↓↓↓

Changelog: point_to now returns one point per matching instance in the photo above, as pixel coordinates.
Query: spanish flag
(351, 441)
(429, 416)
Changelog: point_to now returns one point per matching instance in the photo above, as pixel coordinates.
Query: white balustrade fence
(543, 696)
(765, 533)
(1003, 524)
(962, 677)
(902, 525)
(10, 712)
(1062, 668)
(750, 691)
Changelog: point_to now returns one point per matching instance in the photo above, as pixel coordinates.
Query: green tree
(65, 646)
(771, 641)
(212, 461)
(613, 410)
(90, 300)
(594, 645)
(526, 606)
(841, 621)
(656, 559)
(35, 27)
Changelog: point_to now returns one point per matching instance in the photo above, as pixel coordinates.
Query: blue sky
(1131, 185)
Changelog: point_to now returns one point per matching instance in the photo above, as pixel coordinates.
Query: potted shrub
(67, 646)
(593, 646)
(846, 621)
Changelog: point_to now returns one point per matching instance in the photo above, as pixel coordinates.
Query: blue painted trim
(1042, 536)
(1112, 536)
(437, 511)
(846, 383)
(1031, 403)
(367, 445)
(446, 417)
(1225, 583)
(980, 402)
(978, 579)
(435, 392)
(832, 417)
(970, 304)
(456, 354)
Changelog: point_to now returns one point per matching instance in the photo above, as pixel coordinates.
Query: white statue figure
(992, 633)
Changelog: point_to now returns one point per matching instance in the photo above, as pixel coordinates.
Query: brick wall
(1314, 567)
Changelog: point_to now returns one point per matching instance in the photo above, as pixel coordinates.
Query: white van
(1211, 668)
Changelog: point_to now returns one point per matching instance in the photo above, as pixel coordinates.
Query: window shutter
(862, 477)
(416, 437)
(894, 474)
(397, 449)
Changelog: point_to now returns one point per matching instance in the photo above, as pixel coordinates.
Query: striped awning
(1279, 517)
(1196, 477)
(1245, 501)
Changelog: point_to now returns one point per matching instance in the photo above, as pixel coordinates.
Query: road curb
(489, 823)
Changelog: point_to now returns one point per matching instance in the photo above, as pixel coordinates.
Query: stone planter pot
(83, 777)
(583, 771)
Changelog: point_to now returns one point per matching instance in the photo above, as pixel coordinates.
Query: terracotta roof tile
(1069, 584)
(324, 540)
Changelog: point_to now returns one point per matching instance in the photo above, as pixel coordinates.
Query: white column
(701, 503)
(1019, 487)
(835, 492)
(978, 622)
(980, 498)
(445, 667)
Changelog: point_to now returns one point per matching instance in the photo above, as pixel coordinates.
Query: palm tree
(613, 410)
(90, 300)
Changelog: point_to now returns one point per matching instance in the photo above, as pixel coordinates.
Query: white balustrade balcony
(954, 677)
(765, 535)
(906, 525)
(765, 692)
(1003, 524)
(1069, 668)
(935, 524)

↑↑↑

= About this task =
Having read the entries above, set each one down again exactly.

= Answer to this task =
Changelog: point_to now returns one point per matching instance in the photo above, as pixel coordinates.
Query: spanish flag
(351, 441)
(429, 416)
Changelog: point_to now returns one point per matching instance in the photo above, as pixel coordinates.
Query: white balustrade fence
(543, 696)
(765, 533)
(1003, 524)
(962, 677)
(902, 525)
(10, 712)
(1062, 668)
(750, 691)
Changelog: point_to now returns one point per matching instance in the photo above, as pixel coordinates.
Query: green tree
(65, 646)
(771, 641)
(212, 461)
(613, 410)
(90, 300)
(594, 645)
(526, 606)
(841, 621)
(656, 559)
(35, 27)
Changelog: point_to now returns one point per matching instance in the photo above, as pixel coordinates.
Query: blue sky
(1131, 185)
Changelog: point_to now returns one point per matching instance in the photo above, as pixel coordinates.
Query: potted shrub
(67, 646)
(593, 646)
(846, 621)
Changelog: point_to now returns one point per matching instance in the photo above, as pixel coordinates.
Query: blue painted trim
(1042, 536)
(1112, 536)
(437, 511)
(846, 383)
(1031, 403)
(367, 445)
(446, 417)
(1225, 583)
(980, 402)
(978, 579)
(435, 392)
(832, 417)
(970, 304)
(456, 354)
Changelog: point_to now returns one point per matching instance in the photo above, as pixel coordinates.
Query: white statue figure
(992, 633)
Changelog: point_to now returns one point per matching instance in the photo above, as pixel coordinates.
Query: brick wall
(1314, 567)
Changelog: point_to now returns one point per matching instance in the photo above, as pixel coordinates.
Query: white van
(1211, 668)
Changelog: point_to now returns one point per matching instance in the photo above, as pixel coordinates.
Query: window shutter
(862, 477)
(416, 437)
(894, 474)
(397, 449)
Changelog: point_to now returns one point per matching instance in the photo above, as pixel coordinates.
Query: striped awning
(1279, 517)
(1196, 477)
(1245, 501)
Changelog: point_to now returns one point per matching instance in the photo above, as pixel coordinates.
Query: road curb
(489, 823)
Changelog: point_to now returns one point per matching instance in the photo above, as pixel coordinates.
Query: stone planter pot
(83, 777)
(583, 771)
Changelog: point_to now returns one point per matching instance in the photo above, as pixel coordinates.
Query: terracotta roof tile
(1069, 584)
(324, 540)
Changelog: point_to now returns one point per matching instance in the photo above, as pixel coordinates.
Query: white column
(701, 503)
(1019, 487)
(835, 492)
(978, 622)
(980, 498)
(445, 667)
Changelog: point_to now returns one point per matching instance in the photo above, as pixel coordinates.
Query: palm tree
(613, 410)
(90, 300)
Changelog: point_to now returns one point per matching instance in the photo above, as pixel coordinates.
Query: white balustrade balcony
(954, 677)
(765, 535)
(906, 525)
(765, 692)
(1003, 524)
(1069, 668)
(935, 524)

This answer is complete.